YOUR ASSIGNMENT: Would you transcribe the data word for word?

DATA RECORDS:

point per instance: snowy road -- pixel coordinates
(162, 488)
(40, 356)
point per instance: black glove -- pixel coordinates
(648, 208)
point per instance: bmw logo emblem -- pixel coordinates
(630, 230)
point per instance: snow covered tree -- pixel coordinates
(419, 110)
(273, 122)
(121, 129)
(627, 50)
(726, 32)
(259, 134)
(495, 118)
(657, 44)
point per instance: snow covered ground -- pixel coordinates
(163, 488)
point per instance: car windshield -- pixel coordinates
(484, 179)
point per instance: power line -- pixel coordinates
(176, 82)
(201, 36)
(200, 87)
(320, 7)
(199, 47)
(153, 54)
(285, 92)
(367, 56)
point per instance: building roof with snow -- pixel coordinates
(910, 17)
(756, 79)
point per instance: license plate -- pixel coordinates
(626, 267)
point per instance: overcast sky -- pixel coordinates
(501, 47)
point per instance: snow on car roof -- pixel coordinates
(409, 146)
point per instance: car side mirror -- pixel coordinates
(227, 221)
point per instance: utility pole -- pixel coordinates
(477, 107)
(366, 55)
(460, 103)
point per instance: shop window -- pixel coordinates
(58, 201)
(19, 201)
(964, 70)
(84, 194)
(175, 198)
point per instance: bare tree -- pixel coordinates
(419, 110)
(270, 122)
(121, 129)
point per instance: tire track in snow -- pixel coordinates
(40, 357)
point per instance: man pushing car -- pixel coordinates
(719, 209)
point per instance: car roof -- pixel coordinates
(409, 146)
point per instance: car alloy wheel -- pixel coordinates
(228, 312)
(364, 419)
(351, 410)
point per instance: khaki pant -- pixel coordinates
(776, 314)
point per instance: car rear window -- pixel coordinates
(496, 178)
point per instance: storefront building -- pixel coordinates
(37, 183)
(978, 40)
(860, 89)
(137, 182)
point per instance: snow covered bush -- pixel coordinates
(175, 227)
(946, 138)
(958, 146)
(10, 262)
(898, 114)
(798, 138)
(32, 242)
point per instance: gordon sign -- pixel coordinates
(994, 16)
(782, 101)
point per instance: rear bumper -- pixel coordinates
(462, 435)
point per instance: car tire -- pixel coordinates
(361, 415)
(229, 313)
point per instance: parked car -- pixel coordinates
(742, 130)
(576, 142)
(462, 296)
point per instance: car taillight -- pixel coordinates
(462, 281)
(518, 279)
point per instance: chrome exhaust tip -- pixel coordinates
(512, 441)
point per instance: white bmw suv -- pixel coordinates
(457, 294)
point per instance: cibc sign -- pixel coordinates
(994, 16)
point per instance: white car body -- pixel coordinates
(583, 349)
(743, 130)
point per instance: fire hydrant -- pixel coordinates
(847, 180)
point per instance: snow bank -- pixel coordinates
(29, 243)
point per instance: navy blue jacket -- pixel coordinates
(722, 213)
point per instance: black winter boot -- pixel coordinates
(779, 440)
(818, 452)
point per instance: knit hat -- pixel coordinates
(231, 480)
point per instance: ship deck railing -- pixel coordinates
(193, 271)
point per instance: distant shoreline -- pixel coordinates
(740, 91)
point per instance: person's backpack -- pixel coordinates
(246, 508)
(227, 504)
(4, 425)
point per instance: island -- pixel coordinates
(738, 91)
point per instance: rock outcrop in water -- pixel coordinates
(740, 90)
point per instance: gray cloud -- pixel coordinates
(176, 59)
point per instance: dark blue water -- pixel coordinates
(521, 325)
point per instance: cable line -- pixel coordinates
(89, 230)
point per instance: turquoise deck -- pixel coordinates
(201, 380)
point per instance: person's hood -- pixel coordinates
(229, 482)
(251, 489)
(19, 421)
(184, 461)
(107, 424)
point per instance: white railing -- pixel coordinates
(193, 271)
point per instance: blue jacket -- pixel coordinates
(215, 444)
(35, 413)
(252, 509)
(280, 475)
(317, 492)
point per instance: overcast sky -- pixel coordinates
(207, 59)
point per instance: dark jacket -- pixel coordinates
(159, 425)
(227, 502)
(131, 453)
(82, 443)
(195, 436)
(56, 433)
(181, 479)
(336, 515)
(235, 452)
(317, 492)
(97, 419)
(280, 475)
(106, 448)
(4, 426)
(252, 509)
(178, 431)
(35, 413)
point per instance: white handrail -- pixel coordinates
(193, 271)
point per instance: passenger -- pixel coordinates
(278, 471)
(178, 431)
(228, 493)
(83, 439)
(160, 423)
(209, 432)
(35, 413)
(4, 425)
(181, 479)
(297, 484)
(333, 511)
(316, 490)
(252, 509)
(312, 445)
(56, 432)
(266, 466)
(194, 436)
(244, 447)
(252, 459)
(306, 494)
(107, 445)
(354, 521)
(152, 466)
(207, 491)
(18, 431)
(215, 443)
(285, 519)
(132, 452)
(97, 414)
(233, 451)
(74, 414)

TASK ANSWER:
point per instance: snowy road -- pixel coordinates
(162, 488)
(40, 356)
point per instance: black glove -- pixel coordinates
(648, 208)
point per instance: bmw logo emblem -- pixel coordinates
(630, 230)
point per instance: snow covered tree -- pixel coordinates
(419, 110)
(273, 122)
(121, 129)
(627, 50)
(726, 32)
(259, 134)
(495, 118)
(657, 44)
point per instance: snow covered ground -- pixel coordinates
(163, 488)
point per instance: car windshield -- pixel coordinates
(484, 179)
point per instance: power line -- pixel coordinates
(176, 82)
(201, 36)
(200, 87)
(320, 7)
(199, 47)
(153, 54)
(285, 92)
(367, 56)
point per instance: building roof with snow -- pixel coordinates
(910, 17)
(756, 79)
point per instance: license plate -- pixel coordinates
(626, 267)
point per instance: overcast sky -- pixel coordinates
(501, 47)
point per instance: snow on car roof -- pixel coordinates
(409, 146)
point per instance: car side mirror -- pixel coordinates
(227, 221)
point per instance: utility pole -- pixel coordinates
(477, 107)
(366, 55)
(460, 103)
point per instance: shop window -- pixel coordinates
(58, 201)
(19, 201)
(964, 70)
(84, 194)
(175, 198)
point per instance: bare tree -- pixel coordinates
(419, 110)
(270, 122)
(121, 129)
point per instance: tire track in snow -- pixel coordinates
(40, 357)
point per instance: man pushing car -- pixel coordinates
(719, 209)
point per instance: car roof -- pixel coordinates
(409, 146)
point per instance: car alloy wheel -- pixel coordinates
(228, 312)
(364, 419)
(351, 410)
point per instance: khaki pant -- pixel coordinates
(776, 314)
point per instance: car rear window -- pixel coordinates
(496, 178)
point per instance: storefront building -- pixel coordinates
(37, 183)
(978, 40)
(860, 89)
(137, 182)
point per instance: snow covered bush -- pixel coordinates
(175, 227)
(946, 138)
(958, 146)
(10, 262)
(898, 114)
(798, 138)
(32, 242)
point per instance: gordon sign -- pixel coordinates
(994, 16)
(782, 101)
point per instance: rear bumper -- pixel coordinates
(462, 435)
point per instance: car tire -- pixel coordinates
(361, 415)
(229, 313)
point per instance: parked car -- pixel coordinates
(742, 130)
(576, 142)
(462, 296)
point per instance: car taillight -- pixel coordinates
(462, 281)
(518, 279)
point per instance: chrome exhaust tip -- pixel coordinates
(512, 441)
point per instance: white bmw suv -- pixel coordinates
(457, 294)
point per instance: cibc sign -- pixel coordinates
(994, 16)
point per instance: white car body -- pixel coordinates
(583, 349)
(743, 130)
point per instance: fire hydrant -- pixel coordinates
(847, 180)
point per instance: snow bank -- pixel coordinates
(29, 243)
point per instance: navy blue jacket -- pixel coordinates
(722, 213)
point per instance: black winter boot -- pixel coordinates
(779, 440)
(818, 452)
point per instance: knit hat -- pixel coordinates
(231, 480)
point per instance: ship deck railing -- pixel coordinates
(193, 271)
point per instance: distant shoreline -- pixel coordinates
(740, 91)
point per instance: person's backpack -- pixel coordinates
(246, 508)
(227, 504)
(4, 425)
point per instance: island -- pixel coordinates
(738, 91)
point per instance: rock outcrop in water -- pixel coordinates
(740, 90)
point per instance: gray cloud -- pixel coordinates
(176, 59)
point per instance: dark blue water -- pixel coordinates
(521, 325)
point per instance: cable line -- pixel coordinates
(89, 230)
point per instance: turquoise deck -- pixel coordinates
(201, 380)
point per instance: person's hood -- pixel coordinates
(229, 482)
(251, 489)
(19, 421)
(184, 461)
(107, 424)
point per instance: white railing -- pixel coordinates
(193, 271)
point per instance: blue jacket -- pixel coordinates
(215, 444)
(35, 413)
(252, 509)
(280, 475)
(317, 492)
point per instance: overcast sky -- pixel coordinates
(207, 59)
point per instance: dark jacket -- pixel coordinates
(159, 425)
(227, 502)
(131, 453)
(82, 443)
(195, 436)
(56, 433)
(181, 479)
(336, 515)
(235, 452)
(317, 492)
(97, 419)
(280, 475)
(106, 448)
(4, 426)
(252, 509)
(178, 431)
(35, 413)
point per instance: white handrail -- pixel coordinates
(193, 271)
point per instance: passenger -- pixel coordinates
(278, 471)
(178, 431)
(228, 493)
(83, 439)
(160, 423)
(209, 432)
(35, 413)
(4, 425)
(181, 479)
(297, 484)
(333, 511)
(316, 490)
(252, 509)
(312, 445)
(56, 432)
(266, 466)
(194, 436)
(244, 447)
(252, 459)
(306, 494)
(107, 445)
(354, 521)
(152, 466)
(207, 491)
(18, 431)
(215, 443)
(285, 519)
(132, 452)
(97, 414)
(233, 451)
(74, 414)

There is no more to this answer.